▶ What the task asks
Print exactly the lines from the line with "of the blue" to the last line of the data, please, both included.

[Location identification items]
----------------

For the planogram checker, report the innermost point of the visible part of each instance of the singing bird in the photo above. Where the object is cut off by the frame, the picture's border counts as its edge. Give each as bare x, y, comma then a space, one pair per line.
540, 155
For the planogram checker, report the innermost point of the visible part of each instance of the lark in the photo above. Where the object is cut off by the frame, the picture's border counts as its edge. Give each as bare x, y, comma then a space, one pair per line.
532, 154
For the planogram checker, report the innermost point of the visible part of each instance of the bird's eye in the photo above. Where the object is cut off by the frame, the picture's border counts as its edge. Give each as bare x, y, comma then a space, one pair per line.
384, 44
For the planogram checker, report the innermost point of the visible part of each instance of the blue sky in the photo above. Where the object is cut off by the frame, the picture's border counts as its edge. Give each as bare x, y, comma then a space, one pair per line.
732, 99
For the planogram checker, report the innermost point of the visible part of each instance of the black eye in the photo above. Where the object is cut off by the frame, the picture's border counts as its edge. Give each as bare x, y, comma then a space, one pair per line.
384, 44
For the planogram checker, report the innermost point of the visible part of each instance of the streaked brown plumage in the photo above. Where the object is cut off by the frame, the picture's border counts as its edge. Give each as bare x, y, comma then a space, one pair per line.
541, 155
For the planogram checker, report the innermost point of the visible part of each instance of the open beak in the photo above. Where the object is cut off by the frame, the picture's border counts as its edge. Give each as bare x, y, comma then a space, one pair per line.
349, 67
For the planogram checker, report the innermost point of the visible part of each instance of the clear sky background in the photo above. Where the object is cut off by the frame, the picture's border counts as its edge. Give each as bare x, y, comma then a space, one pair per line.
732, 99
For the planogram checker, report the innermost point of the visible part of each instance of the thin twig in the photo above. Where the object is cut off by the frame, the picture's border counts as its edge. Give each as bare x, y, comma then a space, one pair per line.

----------------

▶ Result for this task
For the planogram checker, report the innermost point of the visible part of each instance of the blue sky in the photo above. Where the object is cut off by the frame, the picture's border counts as its edge. Give each as bare x, y, comma then a space, one pair per line.
732, 99
For the planogram checker, report the innermost point of the visible part of each instance of the black eye in the photo above. Where the object is cut off by the frame, the picture's border counts as its edge. Give each as bare x, y, comma then a space, one pair per line.
384, 44
For the planogram checker, report the innermost point of the visible part of each instance of the streaked brown plumage in the photo above. Where the object is cut off by the frame, the picture's border counts as its edge. Give each as bare x, y, comma then a space, one pair per line.
541, 155
For the planogram checker, report the innermost point of the visible part of each instance of the open beak in the photo above. Where the object is cut off by the frame, the picture's border counts as its edge. Give each as bare x, y, comma then a space, one pair per line.
349, 67
For the planogram checker, report the innermost point of the visible part of each instance of the clear sky background in the photo above. Where the object is cut off by the frame, the picture's border counts as its edge. Give each as bare x, y, comma then a space, one pair per line.
732, 99
For the planogram checker, report the innermost point of the visible part of each instance of the thin twig in the photo above. Where the object is cut off by the frame, the picture's border counts as its edge. Give each as bare x, y, comma then a space, one pair per line.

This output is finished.